Write out everything in the group theory thread below from "This is question" down to "contained within $M$.", word for word.

(Page extract)
--- --- ---

Let G be a finite solvable group, and assume that $\Phi(G) = 1$ where $\Phi(G)$ denotes the Frattini subgroup of G. Let M be a maximal subgroup of G, and suppose that $H \subseteq M$. Show that $G$ has a subgroup with index equal to $|M:H|$.
This is question 3B.12 from Finite Group Theory, by M. Isaacs.
Here is my approach so far. I am completely stuck and would welcome any hints or ideas.
Suppose otherwise. Among all of the counter examples choose $G$ of minimum order. Since $G$ is a counterexample it must be the case that $|G| > 1$. Since $G$ is a counter example there is a maximum subgroup $M$ and a subgroup $H \subset M$, such that every subgroup of $G$ does not have the same index as $|M:H|$. So it must be the case that $H$ is properly contained within $M$.
This is where I get stuck. I want to use a minimal normal subgroup $N$ of $G$ which exists. But my argument devolves into a series of cases about whether or not $N$ intersects $H$ and/or $M$ non-trivially.
I do know that $G$ must have a non-normal maximal subgroup, since if they all were normal then it would be nilpotent and since G is finite this implies supersolvable, then $G$ would have a subgroup for any divisor of its order. Since $\Phi(G)=1$ is the intersection of all the maximal subgroups of $G$ I suspect this should help but I'm not sure where to go from here.
Best Answer
Yes, I regret that Problem 3B.12 of my group theory book is wrong. It should be replaced by the following:
Let $H \subseteq M \subseteq G$, where $M$ is a maximal subgroup of a solvable group $G$, and assume that the core of $M$ in $G$ is trivial. Show that $G$ has a subgroup with index equal to $|M:H|$.
I. M. Isaacs

--- --- ---

(Recorded data)
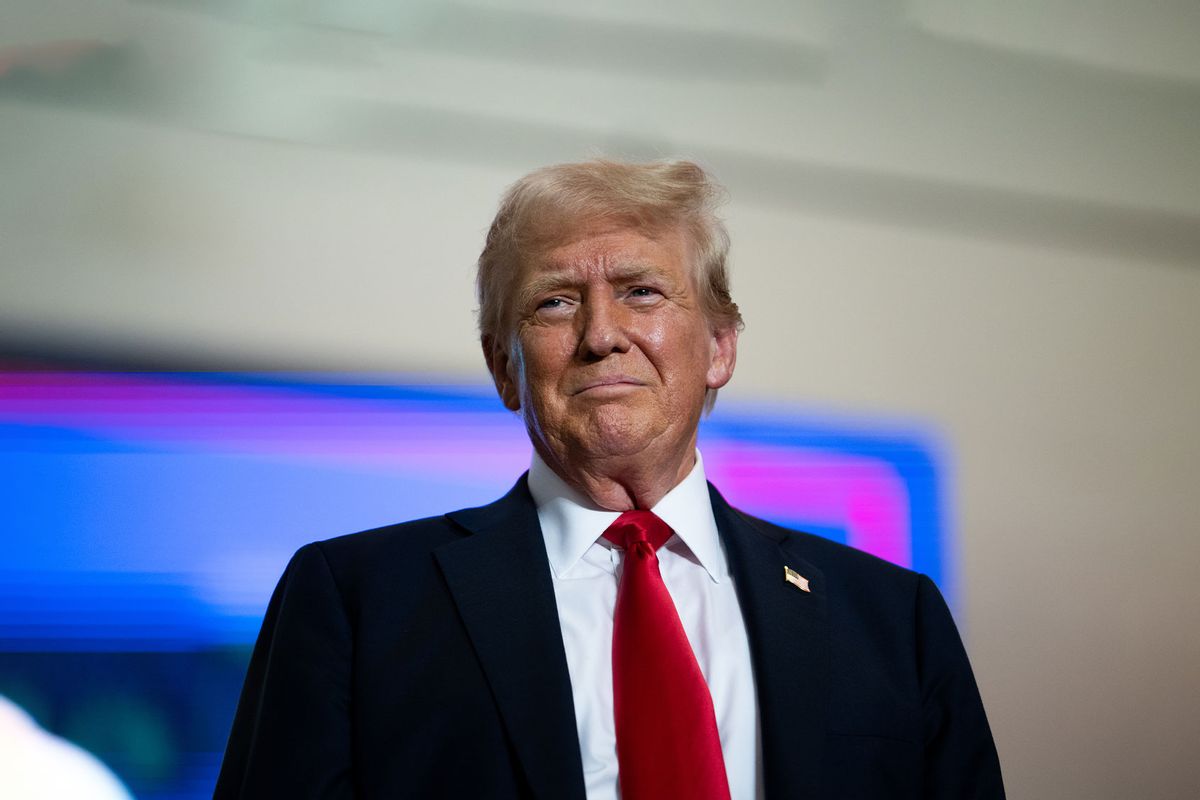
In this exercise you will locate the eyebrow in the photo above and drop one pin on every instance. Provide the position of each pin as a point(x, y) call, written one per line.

--- --- ---

(Exercise solution)
This is question 3B.12 from Finite Group Theory, by M. Isaacs.
Here is my approach so far. I am completely stuck and would welcome any hints or ideas.
Suppose otherwise. Among all of the counter examples choose $G$ of minimum order. Since $G$ is a counterexample it must be the case that $|G| > 1$. Since $G$ is a counter example there is a maximum subgroup $M$ and a subgroup $H \subset M$, such that every subgroup of $G$ does not have the same index as $|M:H|$. So it must be the case that $H$ is properly contained within $M$.